PROBLEM DESCRIPTION
How many lines in the records below contain the word "photo"? Reply with the number alone.

RECORDS FOR PROCESSING
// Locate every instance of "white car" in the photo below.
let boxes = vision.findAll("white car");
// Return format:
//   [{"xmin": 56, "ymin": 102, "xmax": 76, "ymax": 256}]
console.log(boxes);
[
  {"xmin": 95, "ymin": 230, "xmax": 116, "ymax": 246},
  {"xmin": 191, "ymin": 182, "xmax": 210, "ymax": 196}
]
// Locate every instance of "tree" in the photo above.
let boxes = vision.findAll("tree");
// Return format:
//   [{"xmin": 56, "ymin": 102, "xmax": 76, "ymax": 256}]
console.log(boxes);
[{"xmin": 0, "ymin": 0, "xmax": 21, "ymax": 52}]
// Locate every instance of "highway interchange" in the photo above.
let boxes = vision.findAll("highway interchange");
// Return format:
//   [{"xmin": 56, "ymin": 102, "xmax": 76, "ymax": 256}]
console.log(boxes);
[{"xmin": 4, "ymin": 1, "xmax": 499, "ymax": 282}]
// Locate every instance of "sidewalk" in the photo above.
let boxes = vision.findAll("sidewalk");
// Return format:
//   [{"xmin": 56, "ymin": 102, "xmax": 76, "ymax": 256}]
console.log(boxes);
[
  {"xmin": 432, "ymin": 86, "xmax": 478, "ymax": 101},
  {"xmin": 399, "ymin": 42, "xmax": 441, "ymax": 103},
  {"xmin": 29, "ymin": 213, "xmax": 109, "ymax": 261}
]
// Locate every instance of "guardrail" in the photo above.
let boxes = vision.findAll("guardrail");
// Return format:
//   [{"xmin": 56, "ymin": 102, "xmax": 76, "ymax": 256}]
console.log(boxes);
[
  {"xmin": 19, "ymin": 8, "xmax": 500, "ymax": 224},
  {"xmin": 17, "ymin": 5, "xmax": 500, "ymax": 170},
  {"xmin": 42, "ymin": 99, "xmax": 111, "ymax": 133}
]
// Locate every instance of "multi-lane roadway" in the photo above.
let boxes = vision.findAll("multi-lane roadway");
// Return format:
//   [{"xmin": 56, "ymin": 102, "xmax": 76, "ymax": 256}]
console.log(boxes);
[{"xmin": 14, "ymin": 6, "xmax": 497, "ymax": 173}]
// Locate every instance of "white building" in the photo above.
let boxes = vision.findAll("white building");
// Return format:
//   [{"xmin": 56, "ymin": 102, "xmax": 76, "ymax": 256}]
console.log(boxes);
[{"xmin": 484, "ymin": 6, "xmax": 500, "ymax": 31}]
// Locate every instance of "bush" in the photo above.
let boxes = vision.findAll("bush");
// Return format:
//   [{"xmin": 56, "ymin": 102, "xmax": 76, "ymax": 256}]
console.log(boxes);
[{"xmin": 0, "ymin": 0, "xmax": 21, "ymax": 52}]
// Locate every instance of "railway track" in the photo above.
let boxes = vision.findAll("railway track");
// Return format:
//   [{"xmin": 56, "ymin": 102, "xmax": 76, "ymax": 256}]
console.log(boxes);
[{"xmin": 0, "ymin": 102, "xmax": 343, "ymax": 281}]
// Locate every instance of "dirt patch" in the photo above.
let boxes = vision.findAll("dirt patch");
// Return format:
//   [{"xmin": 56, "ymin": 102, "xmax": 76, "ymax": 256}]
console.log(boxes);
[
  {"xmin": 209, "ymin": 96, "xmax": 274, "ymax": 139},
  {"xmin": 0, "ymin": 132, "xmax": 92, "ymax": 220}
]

TASK RESPONSE
10